:: SELECTED TEXT ::
* * * * *

The caldera and ship from the top of the ridge.

Views on the way down, which was much easier than on the way up, but there were still dicey bits where you could fall.


And back to the landing spot after a two-hour trek, which I hoped burned off at least the equivalent of a milkshake. Notice the group to the right. They were doing the “Antarctic plunge”, taking off their clothes and jumping into the water, which I’m told hurts like hell. But you get a certificate for it (not me!) and the Expedition Team is there with dry towels.

The Zodiacs back to the ship, with the masochists to the right. I wonder if they will frame their certificates.

Notice the orange bags: the “land kit”, which contains supplies to allow people to overnight on the island should there be an emergency, as well as other requisites (presumably stretchers and the like).

After a stiff hike, lunch at the Aune. Menu items exactly as listed:

“Rbeef tenderloin carpaccio with lingonberries relish, smoked mackerel with lemon sour cream, rocket & almonds, hummus, bruschetta & ricotta.”

This is basically a gussied-up hamburger:

“Beef Lindstrøm, asparagus beans, cauliflower, sautéed mushroom and pan fried rice.”

“Brownies with cream and applecompote”

And then a stroll around the top deck, some posting here, and then our egress through Neptune’s Bellows. We get very close to its rocky walls:

The Bellows from the outside. It doesn’t look too daunting, but for a big a ship like the Roald Amundsen, it’s like threading a needle. Because of the subsurface rocks to the left below, you have to pass close to the rock wall on the right. No errors can be tolerated!

Some more reading (I’ll be finished with A Suitable Boy in no time!), and then dinner in the Fredheim. A fairly light dinner: a beer, three steamed buns, and a blueberry milkshake.  (BTW, I am getting emails from people worried about my diet. DO NOT WORRY!)

While I was consuming my shake and chatting with the waiter (a great guy named Emmanuel,), we saw a seal porpoise out of the water right in front of us—twice. What a treat!

21 thoughts on “Antarctica, Day 5: Deception Island

  1. To paraphrase Vonnegut, “Everything* is beautiful…but that blueberry milkshake hurts**.”

    *Meaning the pictures and the descriptions and just generally the vicarious experience.
    **Because I cannot have one.

* * * * *

:: DATA EXCERPT ::
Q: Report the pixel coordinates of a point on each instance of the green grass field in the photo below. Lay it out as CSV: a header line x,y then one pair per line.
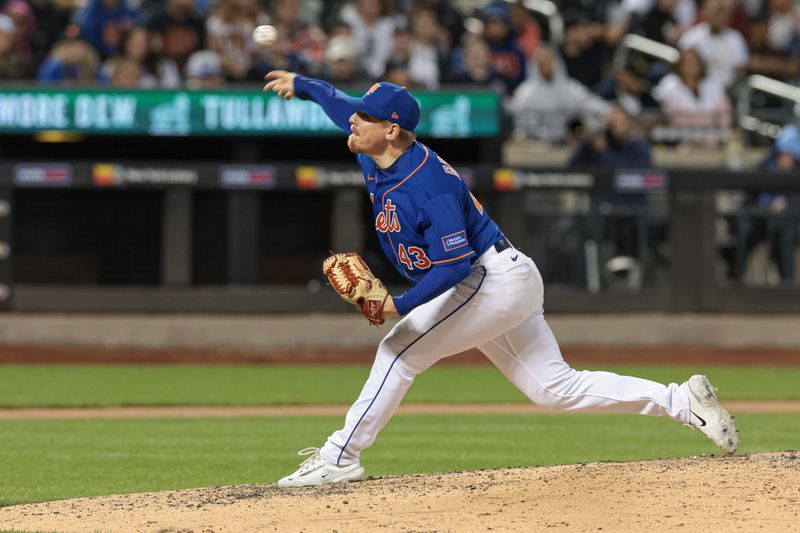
x,y
54,459
63,386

* * * * *

:: TASK SET ::
[1] Answer these questions from the Deception Island post:
(a) How long was the trek back to the landing spot?
(b) What do the orange bags hold?
(c) What was the waiter's name?
[2] Decide whether each statement agrees with the Deception Island post. Answer yes or no, and quote the words from the post that settle it.
(a) The way down was harder than the way up.
(b) The writer took the Antarctic plunge.
(c) Dinner in the Fredheim included a blueberry milkshake.
[3] Carry on the Deception Island post from its last sentence.
You can set the lines aside; they aren't needed here.

:: THE RESULTS ::
[1]
(a) Two hours.
(b) Supplies that would let people stay overnight on the island in an emergency, along with other requisites.
(c) Emmanuel.

[2]
(a) No: "much easier than on the way up"
(b) No: "But you get a certificate for it (not me!)"
(c) Yes: "a beer, three steamed buns, and a blueberry milkshake"

[3]
  2. You won’t get any critical remarks from me about the food — it looks just great!

    What are the temperatures there? [You’d be walking to work in cold and snow if you were back home.]

    1. My first bet would be a fault line scarp, but noting the way the N and S ends have slightly prominent headlands, which look to me like “parasitic cones” of the main volcano – probably containing a small “stock” of lava or agglomerate in addition to the layered ash and lava deposits typical of stratovolcanoes – they *might* be “anchors” for a “sector collapse” bounding fault. People do occasional bouts of “the sky is falling” excitement over the instability of the Cumbre Vieja volcano on La Palma in the Canaries, and the potential for a major tsunami affecting all coasts of the North Atlantic, but really, these events are very common. A volcanology holiday I did in the Canaries included an after-dinner game of “spot the sector collapse” with bathymetry data from around the islands. We found 22 or 23 of them with nothing more than the human eyeball. How many collapses there are around the Hawaiian chain, I don’t know.
      There are processes that turn more-or-less circular stratovolcanoes into more-or-less triangular islands, and sector collapse is high on that list of processes.
      To argue against the sector collapse scar interpretation to a regular tectonic faulting interpretation, I’d add that typical sector collapse “headwall scar” faults are concave outwards. But “typical” is an important caveat there.

      1. Yes, Mr. Inspector. I saw a show a few? decades ago about a particularly fragile LARGE part of one of those Canaries which, if it slipped into the drink would result in a tsunami that could wash out New York City. Being a NYer this caught my attention. I presume that area is still very “in play” given the recent eruption there.

  3. Had this opening not existed, a lot more animals would have survived the sealers and whalers.

    … but equally, most of the (resident/ visiting) seal population wouldn’t have been able to find room on the external beaches, and the internal beaches wouldn’t have been accessible.

      1. Hmmm. Debatable. Developing the “cracking” and “refining by distillation” techniques – for the oil shale industry in the 1840s or so – started to produce “mineral oils” which could compete with whale oil for producing a low-smoke lighting oil … so people could have a longer working day, particularly in winter.
        (BTW, the considerable majority of oil production comes from ages when the only dinosaurs around to crack into oil were birds. The North Sea is somewhat unusual in having nearly half of it’s production from Jurassic-age rocks, and some of it from Devonian-age source rocks.
        Some true-but-irrelevant verbiage coming out of a Green MP today : it is true that the typical time from discovery well for a field to first production is in the order of 28 years. But she neglects that there are literally hundreds of prospects which have been discovered, then delineated, and had their production capabilities tested – then been put on the shelf (say, because they need sustained oil prices above 60$/bbl) waiting for suitable economic conditions. So maybe I should be sending Putin a “thank you” letter. Ah, economics – the Scylla to the Charybdis of politics.

        1. I never regret making a throwaway remark when you are in the neighbourhood. I always learn something.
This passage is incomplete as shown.